— Begin —

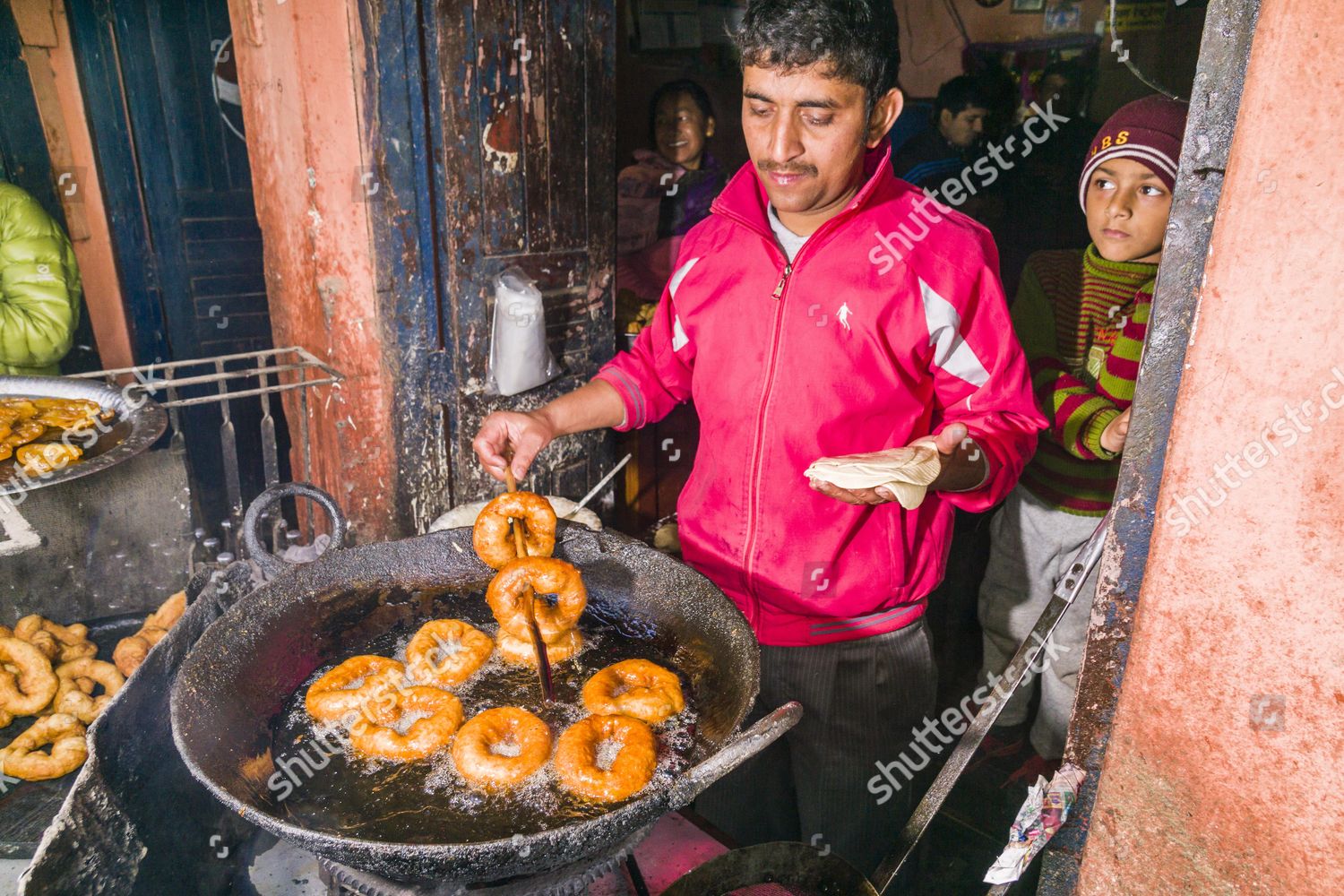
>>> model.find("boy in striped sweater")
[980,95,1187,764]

— End —
— Begin —

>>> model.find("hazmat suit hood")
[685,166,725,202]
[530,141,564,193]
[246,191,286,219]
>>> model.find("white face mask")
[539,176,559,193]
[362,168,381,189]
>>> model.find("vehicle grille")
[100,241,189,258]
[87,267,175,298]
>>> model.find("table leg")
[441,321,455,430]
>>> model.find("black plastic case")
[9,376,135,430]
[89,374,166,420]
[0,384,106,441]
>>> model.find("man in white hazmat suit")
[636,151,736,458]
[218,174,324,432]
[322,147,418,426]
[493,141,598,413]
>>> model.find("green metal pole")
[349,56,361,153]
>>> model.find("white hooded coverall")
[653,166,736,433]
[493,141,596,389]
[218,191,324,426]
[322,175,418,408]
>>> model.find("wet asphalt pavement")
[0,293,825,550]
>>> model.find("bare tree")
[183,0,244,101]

— End —

→ TASK BRIEF: Locate each line in the rows above that contains the word "hazmat", and copy those lines out in full.

→ TASK SOLUTION:
>>> model.find("hazmat suit hood")
>>> model.find("man in white hazmat suit")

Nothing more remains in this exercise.